Als Auschwitz ons voorstellingsvermogen te boven gaat, zoals vaak wordt benadrukt, moet de morele getuige, aldus Grunberg, die plek voor ons vertrouwd maken. Om de getuigenissen van de gruwel van Auschwitz overzichtelijk te houden deelt Grunberg de bundel chronologisch in. De aankomst, waarover Grunberg een getuigenis van zijn eigen moeder heeft opgenomen, met de schrijnende passage over hoe haar moeder zonder om te kijken richting de gaskamer moest lopen, en zij als meisje het kamp moest zien te overleven (‘Het enige wat restte was de wil om te overleven, en dat was doodgewoon: NIET DOODGAAN!’). Dan de selectie, met onder meer de lyrisch opgeschreven getuigenis van Zalmen Gradowski (‘Dan beginnen ze ons te tatoeëren. Ieder krijgt zijn nummer en vanaf dat moment verlies je je ‘ik’. Je verandert in een nummer, je bent niet meer wie je was. Nu ben je alleen nog maar een nietszeggend, nietswaardig, bewegend nummer.’). Vervolgens de vergassing, of tewerkstelling, en, indien overleefd, de schuld en schaamte. Naast de kampliteratuur van bekende namen als Levi, Jean Améry en Miklós Nyiszli, kunnen we getuigenverhalen lezen van minder bekende overlevers, zoals de Poolse Wieslaw Kielar en Slowaakse Jood Filip Müller, wiens teksten speciaal voor de bundel zijn vertaald.

Het zwaartepunt in de bloemlezing ligt bij het Sonderkommando, waarover Levi op niet mis te verstane wijze ooit zei: ‘Het bedenken van de Sonderkommando’s is de meest demonische daad van het nationaalsocialisme geweest.’ De Sonderkommando’s waren de ploegen die de gaskamers leeghaalden, de slachtoffers kaal schoren en hun gouden tanden uittrokken, en de lichamen in ovens of kuilen verbrandden. In ruil voor deze werkzaamheden kregen ze voedsel, soms wat drank, wat op de andere kampbewoners algauw overkwam als een privilege, maar dat moeten we in die helse omstandigheden als een sterk inflatoir begrip beschouwen. Het verschil was immers een zekere dood en zeer waarschijnlijke dood – en zelfs in het meest onwaarschijnlijke geval dat een lid van het Sonderkommando het kamp overleefde, was hij moreel vernietigd.
Naakt tegen de muur

De leden van het Sonderkommando werden na enkele maanden vermoord en meteen vervangen. De genoemde Gradowski, wiens ouders en echtgenote bij aankomst in 1942 zijn vergast, was zelf lid en stierf samen met 450 andere leden bij een opstand in 1944. Zijn geschriften verstopte hij achter een crematorium.
□ □ □ □ □ □ □
Opdracht:
Beantwoord aan de hand van de bespreking de volgende vragen.
(a) Hoe deelt Grunberg de bundel in?
(b) Wat kregen de leden van het Sonderkommando in ruil voor hun werkzaamheden?
(c) Waar verstopte Gradowski zijn geschriften?
De records hieronder hebben niets met de bespreking te maken.

Records uit een gegevensbron:
□ □ □ □ □ □ □
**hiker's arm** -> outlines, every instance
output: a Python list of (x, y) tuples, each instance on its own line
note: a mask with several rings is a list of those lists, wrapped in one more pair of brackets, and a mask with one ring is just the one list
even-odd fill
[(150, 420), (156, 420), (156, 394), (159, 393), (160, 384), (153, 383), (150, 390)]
□ □ □ □ □ □ □
Antwoord:
(a) Chronologisch.
(b) Voedsel en soms wat drank.
(c) Achter een crematorium.